## Problem statement
Below are some records. How many of their lines contain the string "bank"? Give the number only.

[Extracted records]
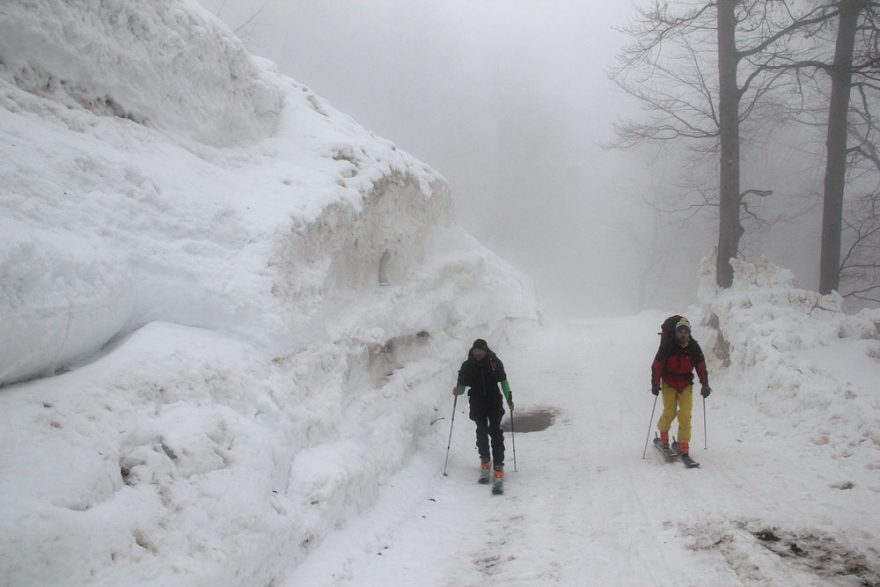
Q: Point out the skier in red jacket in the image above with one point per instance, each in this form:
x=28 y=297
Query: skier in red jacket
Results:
x=674 y=364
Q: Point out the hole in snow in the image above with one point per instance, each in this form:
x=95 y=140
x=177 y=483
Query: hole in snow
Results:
x=530 y=420
x=383 y=268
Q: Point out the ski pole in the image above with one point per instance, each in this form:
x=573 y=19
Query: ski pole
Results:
x=705 y=434
x=648 y=437
x=513 y=439
x=448 y=444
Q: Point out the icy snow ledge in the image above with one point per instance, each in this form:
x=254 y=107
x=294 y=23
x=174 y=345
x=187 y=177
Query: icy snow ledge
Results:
x=170 y=66
x=60 y=298
x=782 y=348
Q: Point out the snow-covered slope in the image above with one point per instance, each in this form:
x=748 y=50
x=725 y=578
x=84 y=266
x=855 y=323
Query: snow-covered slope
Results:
x=228 y=311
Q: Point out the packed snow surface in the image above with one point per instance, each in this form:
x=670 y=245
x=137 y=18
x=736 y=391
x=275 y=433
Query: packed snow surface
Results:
x=231 y=322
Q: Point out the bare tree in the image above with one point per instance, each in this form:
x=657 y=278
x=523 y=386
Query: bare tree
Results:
x=687 y=98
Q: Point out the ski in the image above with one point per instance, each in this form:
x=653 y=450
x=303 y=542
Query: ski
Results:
x=671 y=453
x=689 y=462
x=685 y=458
x=666 y=451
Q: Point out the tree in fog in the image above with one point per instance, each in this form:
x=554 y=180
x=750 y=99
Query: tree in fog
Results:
x=702 y=70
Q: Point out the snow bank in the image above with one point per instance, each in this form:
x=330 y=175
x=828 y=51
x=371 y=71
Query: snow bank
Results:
x=167 y=65
x=795 y=353
x=253 y=307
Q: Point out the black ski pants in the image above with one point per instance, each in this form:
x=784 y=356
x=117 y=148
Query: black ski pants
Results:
x=487 y=414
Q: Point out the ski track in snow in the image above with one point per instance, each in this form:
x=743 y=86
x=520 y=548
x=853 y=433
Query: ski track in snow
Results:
x=585 y=509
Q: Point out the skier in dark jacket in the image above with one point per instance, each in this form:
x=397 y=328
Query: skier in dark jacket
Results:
x=482 y=372
x=674 y=364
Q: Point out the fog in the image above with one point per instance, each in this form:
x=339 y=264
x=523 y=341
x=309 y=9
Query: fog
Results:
x=511 y=101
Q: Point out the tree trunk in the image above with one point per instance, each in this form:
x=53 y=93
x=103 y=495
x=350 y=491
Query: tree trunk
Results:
x=835 y=143
x=729 y=228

## Response area
2